> **ENTRIES PROVIDED**
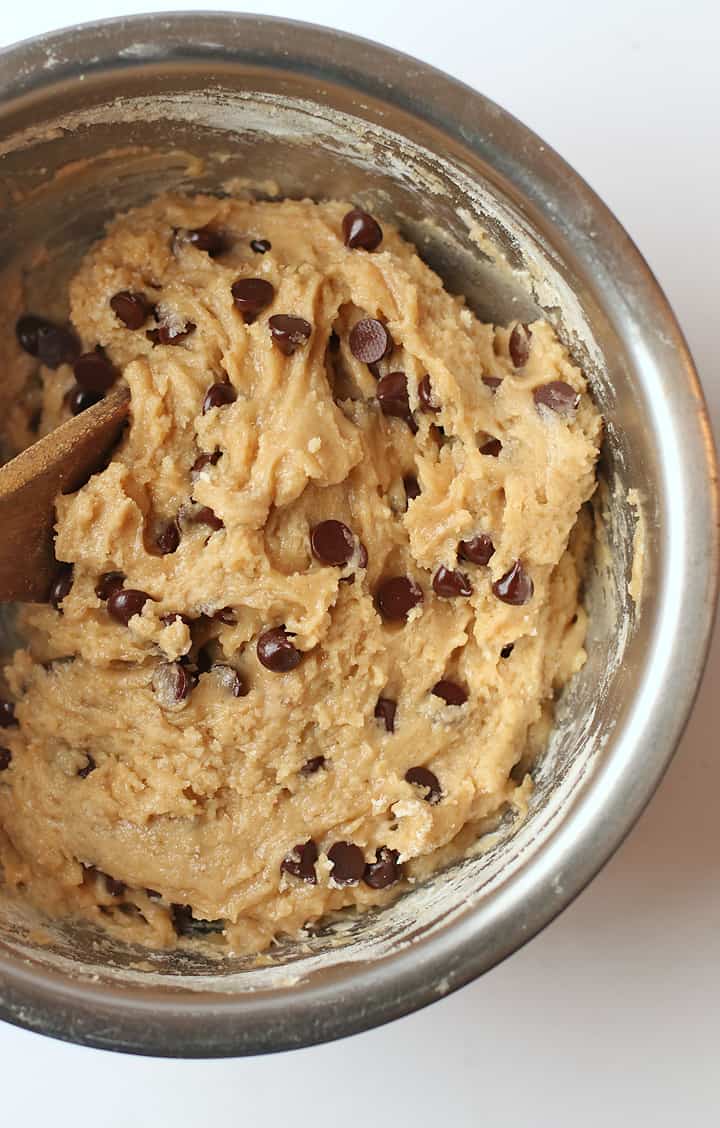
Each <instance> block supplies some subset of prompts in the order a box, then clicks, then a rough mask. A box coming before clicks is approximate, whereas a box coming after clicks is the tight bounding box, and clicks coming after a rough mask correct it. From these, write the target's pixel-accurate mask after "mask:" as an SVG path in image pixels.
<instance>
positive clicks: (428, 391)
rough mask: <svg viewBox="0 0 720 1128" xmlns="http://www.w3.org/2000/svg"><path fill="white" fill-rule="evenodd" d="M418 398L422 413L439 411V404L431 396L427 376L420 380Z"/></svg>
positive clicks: (424, 376)
mask: <svg viewBox="0 0 720 1128" xmlns="http://www.w3.org/2000/svg"><path fill="white" fill-rule="evenodd" d="M418 398H419V399H420V404H421V406H422V409H423V412H439V411H440V404H439V403H438V400H437V399H436V398H434V396H433V395H432V388H431V386H430V377H429V376H423V378H422V380H421V381H420V384H419V385H418Z"/></svg>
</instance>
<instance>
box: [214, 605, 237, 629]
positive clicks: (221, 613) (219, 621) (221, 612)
mask: <svg viewBox="0 0 720 1128" xmlns="http://www.w3.org/2000/svg"><path fill="white" fill-rule="evenodd" d="M212 618H213V619H214V620H216V623H225V625H226V626H231V627H234V626H235V625H236V623H237V614H236V611H235V608H234V607H220V608H219V610H217V611H213V613H212Z"/></svg>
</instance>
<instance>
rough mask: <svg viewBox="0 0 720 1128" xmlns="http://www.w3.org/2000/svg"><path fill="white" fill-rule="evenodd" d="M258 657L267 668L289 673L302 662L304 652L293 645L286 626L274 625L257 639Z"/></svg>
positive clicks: (274, 671)
mask: <svg viewBox="0 0 720 1128" xmlns="http://www.w3.org/2000/svg"><path fill="white" fill-rule="evenodd" d="M257 658H258V659H260V662H261V664H262V666H264V667H265V669H266V670H271V671H272V672H273V673H289V672H290V670H295V669H296V667H297V666H299V664H300V659H301V658H302V654H301V653H300V651H299V650H297V647H296V646H293V644H292V642H291V641H290V637H289V636H288V632H287V631H286V628H284V627H273V628H272V629H271V631H264V632H263V634H262V635H261V636H260V638H258V640H257Z"/></svg>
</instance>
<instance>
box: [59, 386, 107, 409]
mask: <svg viewBox="0 0 720 1128" xmlns="http://www.w3.org/2000/svg"><path fill="white" fill-rule="evenodd" d="M102 398H103V393H102V391H88V390H87V388H81V387H80V385H79V384H76V385H74V386H73V387H72V388H71V389H70V391H68V394H67V395H65V403H67V404H68V407H69V408H70V412H71V413H72V415H79V414H80V413H81V412H86V411H87V409H88V407H91V406H93V404H99V402H100V399H102Z"/></svg>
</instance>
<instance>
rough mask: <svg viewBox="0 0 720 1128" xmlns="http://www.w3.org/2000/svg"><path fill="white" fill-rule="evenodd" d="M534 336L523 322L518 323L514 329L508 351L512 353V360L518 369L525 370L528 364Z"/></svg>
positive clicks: (510, 357)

> **INSTRUCTION**
State how many lines of the material above contain the string "positive", matching case exactly, and give only that number.

> **PROBLEM SOLUTION**
5